━━ Information supplied ━━

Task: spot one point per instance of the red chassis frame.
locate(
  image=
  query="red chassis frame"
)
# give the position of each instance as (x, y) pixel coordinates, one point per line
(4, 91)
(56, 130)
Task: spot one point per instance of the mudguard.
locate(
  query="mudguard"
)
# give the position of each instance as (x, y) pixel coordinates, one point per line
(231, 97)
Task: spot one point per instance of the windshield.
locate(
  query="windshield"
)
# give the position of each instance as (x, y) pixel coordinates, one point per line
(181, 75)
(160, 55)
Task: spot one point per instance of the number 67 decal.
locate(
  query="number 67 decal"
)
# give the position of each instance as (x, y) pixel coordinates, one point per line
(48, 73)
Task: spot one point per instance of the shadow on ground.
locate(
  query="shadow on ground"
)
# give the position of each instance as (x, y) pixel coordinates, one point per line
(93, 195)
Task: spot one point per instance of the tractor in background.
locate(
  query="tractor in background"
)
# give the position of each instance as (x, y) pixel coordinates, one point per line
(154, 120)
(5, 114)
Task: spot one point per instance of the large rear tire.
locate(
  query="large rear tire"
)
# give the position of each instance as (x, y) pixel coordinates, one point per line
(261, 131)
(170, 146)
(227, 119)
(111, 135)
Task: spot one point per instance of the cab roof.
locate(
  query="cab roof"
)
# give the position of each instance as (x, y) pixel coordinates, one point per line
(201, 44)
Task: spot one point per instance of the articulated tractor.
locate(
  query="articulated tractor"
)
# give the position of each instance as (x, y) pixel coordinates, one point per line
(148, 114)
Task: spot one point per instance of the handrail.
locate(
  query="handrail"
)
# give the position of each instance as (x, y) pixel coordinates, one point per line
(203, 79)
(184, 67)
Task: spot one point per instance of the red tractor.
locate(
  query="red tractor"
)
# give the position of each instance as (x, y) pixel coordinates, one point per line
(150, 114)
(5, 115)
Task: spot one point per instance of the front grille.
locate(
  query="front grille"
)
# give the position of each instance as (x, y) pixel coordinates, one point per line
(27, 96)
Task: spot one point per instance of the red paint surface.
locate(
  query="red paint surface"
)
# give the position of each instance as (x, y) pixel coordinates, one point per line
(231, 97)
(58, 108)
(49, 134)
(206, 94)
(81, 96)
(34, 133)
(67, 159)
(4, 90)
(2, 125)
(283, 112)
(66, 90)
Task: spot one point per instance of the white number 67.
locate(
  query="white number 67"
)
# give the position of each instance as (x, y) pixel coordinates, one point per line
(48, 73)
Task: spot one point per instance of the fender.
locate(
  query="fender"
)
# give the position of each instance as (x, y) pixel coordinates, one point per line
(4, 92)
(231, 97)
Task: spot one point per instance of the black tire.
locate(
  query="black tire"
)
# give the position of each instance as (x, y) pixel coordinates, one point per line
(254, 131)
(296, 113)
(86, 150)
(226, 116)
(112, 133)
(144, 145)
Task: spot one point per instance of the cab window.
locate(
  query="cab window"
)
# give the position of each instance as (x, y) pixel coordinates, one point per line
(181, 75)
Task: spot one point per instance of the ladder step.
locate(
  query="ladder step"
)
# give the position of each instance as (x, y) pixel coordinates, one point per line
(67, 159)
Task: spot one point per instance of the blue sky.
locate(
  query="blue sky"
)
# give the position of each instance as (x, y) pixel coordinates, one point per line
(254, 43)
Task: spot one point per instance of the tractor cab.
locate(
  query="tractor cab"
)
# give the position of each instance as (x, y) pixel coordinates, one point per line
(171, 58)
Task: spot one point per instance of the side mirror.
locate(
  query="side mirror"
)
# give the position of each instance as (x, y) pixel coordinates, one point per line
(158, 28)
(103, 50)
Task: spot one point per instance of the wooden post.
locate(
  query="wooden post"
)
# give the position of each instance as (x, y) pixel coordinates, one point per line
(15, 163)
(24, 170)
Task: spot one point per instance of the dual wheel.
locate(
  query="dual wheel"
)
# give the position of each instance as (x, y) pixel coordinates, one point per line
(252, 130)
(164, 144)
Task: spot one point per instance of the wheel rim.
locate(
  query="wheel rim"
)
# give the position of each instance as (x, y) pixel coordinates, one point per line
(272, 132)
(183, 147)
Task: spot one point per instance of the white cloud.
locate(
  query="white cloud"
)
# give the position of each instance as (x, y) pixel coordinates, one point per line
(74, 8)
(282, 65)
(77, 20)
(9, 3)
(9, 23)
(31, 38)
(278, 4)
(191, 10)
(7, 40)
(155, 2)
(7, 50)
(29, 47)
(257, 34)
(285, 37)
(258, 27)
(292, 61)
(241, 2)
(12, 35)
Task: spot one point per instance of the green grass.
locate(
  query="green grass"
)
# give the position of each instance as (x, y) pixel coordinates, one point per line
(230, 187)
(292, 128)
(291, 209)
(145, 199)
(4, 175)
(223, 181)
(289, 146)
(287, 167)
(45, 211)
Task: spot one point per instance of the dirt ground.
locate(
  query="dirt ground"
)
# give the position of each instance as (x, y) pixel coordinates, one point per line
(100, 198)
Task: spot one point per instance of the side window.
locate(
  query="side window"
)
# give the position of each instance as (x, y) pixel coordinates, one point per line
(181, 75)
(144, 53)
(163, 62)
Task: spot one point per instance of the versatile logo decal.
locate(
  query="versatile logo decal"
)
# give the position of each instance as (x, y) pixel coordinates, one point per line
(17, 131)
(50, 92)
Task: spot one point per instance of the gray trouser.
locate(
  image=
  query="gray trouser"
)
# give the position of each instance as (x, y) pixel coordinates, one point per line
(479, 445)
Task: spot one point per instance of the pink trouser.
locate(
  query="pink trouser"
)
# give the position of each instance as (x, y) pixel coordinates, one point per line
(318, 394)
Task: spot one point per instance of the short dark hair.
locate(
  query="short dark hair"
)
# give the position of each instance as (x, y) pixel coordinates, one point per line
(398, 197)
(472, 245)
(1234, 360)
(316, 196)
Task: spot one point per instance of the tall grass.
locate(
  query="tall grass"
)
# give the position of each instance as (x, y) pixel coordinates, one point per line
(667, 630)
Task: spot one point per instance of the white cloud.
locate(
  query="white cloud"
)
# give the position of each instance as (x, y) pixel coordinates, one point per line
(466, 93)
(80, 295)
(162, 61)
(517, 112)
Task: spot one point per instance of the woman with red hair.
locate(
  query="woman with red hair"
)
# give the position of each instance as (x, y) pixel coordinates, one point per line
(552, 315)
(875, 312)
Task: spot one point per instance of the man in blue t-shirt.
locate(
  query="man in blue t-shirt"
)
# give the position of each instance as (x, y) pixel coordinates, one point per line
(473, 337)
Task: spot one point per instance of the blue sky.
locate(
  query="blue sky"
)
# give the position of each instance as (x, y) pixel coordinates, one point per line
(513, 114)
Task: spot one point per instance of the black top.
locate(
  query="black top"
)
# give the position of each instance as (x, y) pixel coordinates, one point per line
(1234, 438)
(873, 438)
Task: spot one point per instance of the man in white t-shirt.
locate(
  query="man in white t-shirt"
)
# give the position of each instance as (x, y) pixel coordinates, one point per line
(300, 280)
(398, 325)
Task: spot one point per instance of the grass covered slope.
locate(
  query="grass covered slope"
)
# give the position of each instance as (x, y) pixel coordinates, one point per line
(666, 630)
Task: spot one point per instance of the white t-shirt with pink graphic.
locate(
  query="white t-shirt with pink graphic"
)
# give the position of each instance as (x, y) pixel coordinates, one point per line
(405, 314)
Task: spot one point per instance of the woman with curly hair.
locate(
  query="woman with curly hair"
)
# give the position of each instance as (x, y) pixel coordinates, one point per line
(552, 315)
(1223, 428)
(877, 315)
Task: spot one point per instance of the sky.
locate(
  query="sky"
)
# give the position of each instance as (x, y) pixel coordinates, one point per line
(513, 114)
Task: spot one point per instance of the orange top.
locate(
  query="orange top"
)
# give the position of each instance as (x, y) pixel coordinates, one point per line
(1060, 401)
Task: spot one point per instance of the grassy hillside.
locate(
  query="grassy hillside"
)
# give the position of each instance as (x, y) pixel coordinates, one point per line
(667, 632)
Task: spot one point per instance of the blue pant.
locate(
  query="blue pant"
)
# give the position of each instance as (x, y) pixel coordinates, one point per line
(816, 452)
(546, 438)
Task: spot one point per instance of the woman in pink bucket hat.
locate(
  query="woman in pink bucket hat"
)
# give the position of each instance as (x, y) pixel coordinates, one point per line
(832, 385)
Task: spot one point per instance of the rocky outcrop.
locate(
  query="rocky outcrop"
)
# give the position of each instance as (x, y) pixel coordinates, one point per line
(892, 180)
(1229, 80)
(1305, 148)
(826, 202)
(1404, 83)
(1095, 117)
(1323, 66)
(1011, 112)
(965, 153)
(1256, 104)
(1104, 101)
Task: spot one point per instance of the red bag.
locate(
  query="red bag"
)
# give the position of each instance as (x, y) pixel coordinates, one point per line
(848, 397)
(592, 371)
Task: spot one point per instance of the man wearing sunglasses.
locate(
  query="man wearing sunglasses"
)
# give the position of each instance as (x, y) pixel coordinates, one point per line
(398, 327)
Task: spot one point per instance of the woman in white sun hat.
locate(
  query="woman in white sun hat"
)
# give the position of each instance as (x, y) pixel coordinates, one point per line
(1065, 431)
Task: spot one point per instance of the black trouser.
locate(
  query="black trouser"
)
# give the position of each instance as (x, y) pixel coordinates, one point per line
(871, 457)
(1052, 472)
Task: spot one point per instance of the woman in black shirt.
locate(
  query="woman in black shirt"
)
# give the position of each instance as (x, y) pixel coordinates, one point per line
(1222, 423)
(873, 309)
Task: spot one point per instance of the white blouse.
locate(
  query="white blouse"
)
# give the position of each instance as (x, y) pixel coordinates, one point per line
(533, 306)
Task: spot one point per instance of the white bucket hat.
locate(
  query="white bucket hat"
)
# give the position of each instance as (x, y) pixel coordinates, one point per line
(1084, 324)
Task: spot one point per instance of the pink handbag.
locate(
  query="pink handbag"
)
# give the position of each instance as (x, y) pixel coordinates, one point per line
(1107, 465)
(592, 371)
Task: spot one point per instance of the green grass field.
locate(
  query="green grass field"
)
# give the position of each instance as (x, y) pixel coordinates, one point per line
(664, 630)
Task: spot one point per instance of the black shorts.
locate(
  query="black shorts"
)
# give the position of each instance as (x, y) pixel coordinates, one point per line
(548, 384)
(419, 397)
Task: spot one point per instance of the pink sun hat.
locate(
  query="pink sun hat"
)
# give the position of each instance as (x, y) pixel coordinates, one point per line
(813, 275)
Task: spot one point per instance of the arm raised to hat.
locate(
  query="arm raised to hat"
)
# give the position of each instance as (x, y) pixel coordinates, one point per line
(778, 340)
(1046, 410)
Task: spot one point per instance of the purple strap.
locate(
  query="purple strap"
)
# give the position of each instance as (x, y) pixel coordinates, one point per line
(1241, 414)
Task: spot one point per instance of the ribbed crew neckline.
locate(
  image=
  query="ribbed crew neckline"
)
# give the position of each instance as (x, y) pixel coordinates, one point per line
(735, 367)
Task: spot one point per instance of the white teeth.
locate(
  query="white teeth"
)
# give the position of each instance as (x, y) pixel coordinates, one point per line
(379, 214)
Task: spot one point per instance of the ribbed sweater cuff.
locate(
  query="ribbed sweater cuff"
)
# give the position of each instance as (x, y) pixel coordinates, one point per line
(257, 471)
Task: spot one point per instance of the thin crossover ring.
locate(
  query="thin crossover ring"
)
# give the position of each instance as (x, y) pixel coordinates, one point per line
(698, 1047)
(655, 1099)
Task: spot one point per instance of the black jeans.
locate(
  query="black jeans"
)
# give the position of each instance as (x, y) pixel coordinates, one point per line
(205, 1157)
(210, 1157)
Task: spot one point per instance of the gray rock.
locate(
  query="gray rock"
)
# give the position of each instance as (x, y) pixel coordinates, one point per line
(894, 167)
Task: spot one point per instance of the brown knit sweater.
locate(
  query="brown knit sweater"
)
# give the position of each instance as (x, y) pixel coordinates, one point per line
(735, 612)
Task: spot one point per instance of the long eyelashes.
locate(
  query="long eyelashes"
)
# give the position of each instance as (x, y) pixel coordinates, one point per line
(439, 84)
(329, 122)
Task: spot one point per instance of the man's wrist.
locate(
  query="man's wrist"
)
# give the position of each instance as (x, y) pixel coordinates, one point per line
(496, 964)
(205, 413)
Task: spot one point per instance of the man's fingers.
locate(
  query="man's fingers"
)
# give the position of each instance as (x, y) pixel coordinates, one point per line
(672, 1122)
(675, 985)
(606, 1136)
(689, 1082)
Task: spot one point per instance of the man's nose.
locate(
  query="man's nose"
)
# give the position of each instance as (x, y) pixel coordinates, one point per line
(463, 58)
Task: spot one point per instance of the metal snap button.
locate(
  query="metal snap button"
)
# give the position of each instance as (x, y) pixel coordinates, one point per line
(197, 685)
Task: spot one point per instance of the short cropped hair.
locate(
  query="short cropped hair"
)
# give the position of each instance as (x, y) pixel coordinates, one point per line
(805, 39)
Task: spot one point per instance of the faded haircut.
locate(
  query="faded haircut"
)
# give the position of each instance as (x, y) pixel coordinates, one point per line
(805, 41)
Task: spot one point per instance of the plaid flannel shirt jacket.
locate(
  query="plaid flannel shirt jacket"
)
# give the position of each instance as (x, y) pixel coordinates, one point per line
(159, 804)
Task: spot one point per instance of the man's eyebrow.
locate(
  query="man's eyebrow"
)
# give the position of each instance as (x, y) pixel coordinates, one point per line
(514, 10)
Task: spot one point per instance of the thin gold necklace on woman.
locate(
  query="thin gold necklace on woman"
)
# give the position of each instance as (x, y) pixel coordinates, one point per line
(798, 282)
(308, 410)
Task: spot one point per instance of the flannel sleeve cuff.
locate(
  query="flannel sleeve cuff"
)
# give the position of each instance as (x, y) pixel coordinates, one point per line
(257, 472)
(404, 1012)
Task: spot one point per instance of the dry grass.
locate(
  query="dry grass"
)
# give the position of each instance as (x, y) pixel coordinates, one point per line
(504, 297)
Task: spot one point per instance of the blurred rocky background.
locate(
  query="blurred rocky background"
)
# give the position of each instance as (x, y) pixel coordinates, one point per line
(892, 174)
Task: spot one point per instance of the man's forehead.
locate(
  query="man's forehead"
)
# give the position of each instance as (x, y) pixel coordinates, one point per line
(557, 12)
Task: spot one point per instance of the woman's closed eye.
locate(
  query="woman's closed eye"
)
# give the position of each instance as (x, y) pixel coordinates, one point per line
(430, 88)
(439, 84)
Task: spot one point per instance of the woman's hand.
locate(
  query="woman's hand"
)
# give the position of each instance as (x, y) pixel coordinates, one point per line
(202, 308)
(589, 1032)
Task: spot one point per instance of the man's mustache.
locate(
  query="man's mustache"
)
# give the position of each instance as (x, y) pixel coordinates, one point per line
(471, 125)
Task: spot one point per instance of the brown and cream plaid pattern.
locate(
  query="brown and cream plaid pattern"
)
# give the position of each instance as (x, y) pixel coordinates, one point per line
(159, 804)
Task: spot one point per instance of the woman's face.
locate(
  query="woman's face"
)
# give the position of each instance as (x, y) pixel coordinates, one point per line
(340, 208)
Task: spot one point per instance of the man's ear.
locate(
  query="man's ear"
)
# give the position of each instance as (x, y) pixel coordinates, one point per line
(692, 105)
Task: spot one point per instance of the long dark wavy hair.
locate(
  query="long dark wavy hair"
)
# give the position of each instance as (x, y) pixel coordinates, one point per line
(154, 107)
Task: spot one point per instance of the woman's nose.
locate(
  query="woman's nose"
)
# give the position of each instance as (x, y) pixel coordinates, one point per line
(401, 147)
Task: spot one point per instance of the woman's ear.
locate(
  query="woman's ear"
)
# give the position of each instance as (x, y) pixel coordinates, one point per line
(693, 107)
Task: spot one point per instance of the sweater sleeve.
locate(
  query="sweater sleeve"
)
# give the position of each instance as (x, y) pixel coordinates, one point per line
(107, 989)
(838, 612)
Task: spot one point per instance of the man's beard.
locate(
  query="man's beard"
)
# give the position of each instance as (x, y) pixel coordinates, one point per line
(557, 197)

━━━

- Work task
The number of lines above containing the word "tire" is all that should be returned.

- Result of this exercise
4